**Information shown**:
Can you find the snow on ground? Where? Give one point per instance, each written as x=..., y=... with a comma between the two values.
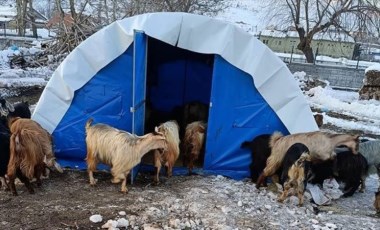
x=216, y=202
x=365, y=113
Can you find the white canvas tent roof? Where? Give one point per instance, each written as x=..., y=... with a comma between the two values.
x=192, y=32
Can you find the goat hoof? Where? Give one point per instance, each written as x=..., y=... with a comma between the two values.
x=93, y=182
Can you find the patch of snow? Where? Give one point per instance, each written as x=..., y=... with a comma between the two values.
x=96, y=218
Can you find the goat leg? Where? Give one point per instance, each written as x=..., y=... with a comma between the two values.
x=300, y=192
x=25, y=180
x=285, y=192
x=260, y=180
x=4, y=184
x=157, y=164
x=124, y=188
x=362, y=184
x=12, y=184
x=91, y=176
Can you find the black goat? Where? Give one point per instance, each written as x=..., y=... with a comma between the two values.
x=352, y=170
x=295, y=170
x=4, y=156
x=21, y=109
x=349, y=168
x=8, y=110
x=260, y=152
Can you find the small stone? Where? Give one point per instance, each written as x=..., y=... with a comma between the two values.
x=291, y=212
x=314, y=221
x=331, y=226
x=122, y=223
x=295, y=223
x=111, y=224
x=275, y=223
x=96, y=218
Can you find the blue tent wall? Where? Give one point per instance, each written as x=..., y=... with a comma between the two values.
x=106, y=98
x=177, y=76
x=238, y=113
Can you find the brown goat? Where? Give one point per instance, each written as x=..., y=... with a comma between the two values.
x=376, y=204
x=193, y=143
x=118, y=149
x=168, y=157
x=320, y=144
x=295, y=168
x=30, y=152
x=318, y=119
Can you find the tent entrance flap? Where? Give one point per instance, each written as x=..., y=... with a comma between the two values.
x=175, y=78
x=238, y=113
x=139, y=87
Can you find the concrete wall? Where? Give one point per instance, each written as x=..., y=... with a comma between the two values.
x=6, y=42
x=343, y=77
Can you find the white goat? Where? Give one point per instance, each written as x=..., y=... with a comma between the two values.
x=371, y=151
x=320, y=144
x=118, y=149
x=168, y=157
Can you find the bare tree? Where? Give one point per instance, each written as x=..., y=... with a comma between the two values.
x=32, y=19
x=21, y=6
x=310, y=17
x=210, y=7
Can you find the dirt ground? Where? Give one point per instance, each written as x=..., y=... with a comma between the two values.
x=67, y=201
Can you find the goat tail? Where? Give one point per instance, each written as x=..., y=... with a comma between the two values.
x=13, y=158
x=245, y=144
x=88, y=123
x=274, y=138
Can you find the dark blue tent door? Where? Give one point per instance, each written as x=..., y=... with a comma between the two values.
x=237, y=113
x=139, y=83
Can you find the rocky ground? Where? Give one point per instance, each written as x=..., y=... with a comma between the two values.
x=67, y=201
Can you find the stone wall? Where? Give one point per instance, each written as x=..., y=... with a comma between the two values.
x=342, y=77
x=371, y=87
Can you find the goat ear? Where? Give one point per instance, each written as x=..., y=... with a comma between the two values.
x=58, y=167
x=9, y=106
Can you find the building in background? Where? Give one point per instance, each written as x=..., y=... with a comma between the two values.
x=332, y=44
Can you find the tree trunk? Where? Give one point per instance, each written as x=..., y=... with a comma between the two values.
x=23, y=18
x=305, y=46
x=33, y=19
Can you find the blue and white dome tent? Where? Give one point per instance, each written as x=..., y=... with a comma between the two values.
x=170, y=59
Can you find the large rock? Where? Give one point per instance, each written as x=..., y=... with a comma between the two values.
x=371, y=86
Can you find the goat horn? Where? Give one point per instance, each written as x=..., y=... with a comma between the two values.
x=58, y=167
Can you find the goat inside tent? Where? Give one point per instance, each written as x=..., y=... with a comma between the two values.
x=160, y=62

**Required work**: Write out the records once more, exactly as they stand, with no images.

**Solution for this task**:
Can you find the snow on ground? Where? Give one point per instance, each written as x=..., y=... with a comma between the two values.
x=216, y=202
x=365, y=113
Can you find the white canvas tent roof? Where? Give one point per instance, each written as x=..., y=... with a comma between the two values.
x=192, y=32
Can you find the goat hoof? Where? Give one point per instance, each written as x=..., y=... with a comma between the two values.
x=93, y=182
Can you find the patch of snow? Where? Give one point per instance, each written as x=..., y=... with a comma between the two values.
x=96, y=218
Can you find the goat leg? Where? Give one point per instance, each written as x=..., y=... with a comma between the two values.
x=300, y=192
x=25, y=180
x=285, y=192
x=260, y=180
x=4, y=184
x=157, y=164
x=124, y=188
x=362, y=184
x=12, y=184
x=91, y=176
Can you find the black goat? Where? Give one point per instance, each written as x=..., y=... with a comma between the two values.
x=352, y=170
x=295, y=170
x=4, y=156
x=21, y=109
x=349, y=168
x=8, y=110
x=260, y=152
Can you find the small stone? Where? Give one point per instance, each written as x=..., y=... with a comma between the two values.
x=291, y=212
x=314, y=221
x=331, y=226
x=122, y=223
x=295, y=223
x=111, y=224
x=275, y=223
x=96, y=218
Can you find the blue tent wall? Where? Give one point per instance, each written as x=..., y=... with a comma between the two values.
x=106, y=98
x=177, y=76
x=238, y=113
Can you find the brown goat? Where? Give one point per instance, each written as x=..., y=... with a comma between the two values.
x=376, y=204
x=193, y=143
x=118, y=149
x=168, y=157
x=320, y=144
x=295, y=168
x=30, y=152
x=318, y=119
Can you find the tent entrance flap? Where? Give one point per instance, each written as x=..., y=... with a comma between the two values.
x=175, y=78
x=238, y=113
x=139, y=87
Can you find the concrete wall? Where? Give one point per instance, each written as x=..., y=... with a comma between the two values.
x=6, y=42
x=343, y=77
Can you find the white goat? Where? Give one point per instance, each written as x=..., y=... with a comma between the two values.
x=371, y=151
x=320, y=144
x=118, y=149
x=168, y=157
Can you find the bare tree? Where? Give one point per instance, each written as x=..., y=... with a comma between the two values.
x=32, y=19
x=21, y=6
x=310, y=17
x=210, y=7
Can you find the dirt ground? Where? Give one point per instance, each written as x=..., y=... with a comma between the two values.
x=67, y=201
Can you find the goat tail? Where? Give one point per instance, each written as x=..., y=... with a comma between the two values.
x=13, y=158
x=245, y=144
x=88, y=123
x=274, y=138
Can you find the dark blue tent door? Where? Give one point per instance, each written as x=..., y=... with a comma between the two values.
x=237, y=113
x=139, y=83
Can you find the rocky ground? Where? Give one point per instance, each written as x=..., y=... with a comma between the two values.
x=67, y=201
Can you find the stone wall? Where? Give one point per instance, each written as x=..., y=... with a comma between the two values.
x=342, y=77
x=371, y=87
Can you find the goat ear? Where? Give one point per instance, each written as x=..., y=... with a comma between the two values.
x=58, y=167
x=9, y=106
Can you find the building in background? Where? Give one point per instance, each written as x=..., y=... with a comma between the two values.
x=332, y=44
Can you find the tree trunk? Where? Give one point per instance, each written as x=..., y=... with a comma between the two values.
x=23, y=18
x=305, y=46
x=33, y=19
Can you find the blue and white dome tent? Where? Give one point per instance, each written as x=..., y=... with a comma between the two values.
x=170, y=59
Can you find the large rock? Where? Give one point per instance, each written as x=..., y=... with a comma between the two values.
x=371, y=86
Can you find the goat horn? Where? Give one point per instance, each written as x=..., y=... with a comma between the two values.
x=58, y=167
Can you find the goat inside tent? Where? Give one point per instance, each written as x=..., y=... with a comma between the two values.
x=160, y=62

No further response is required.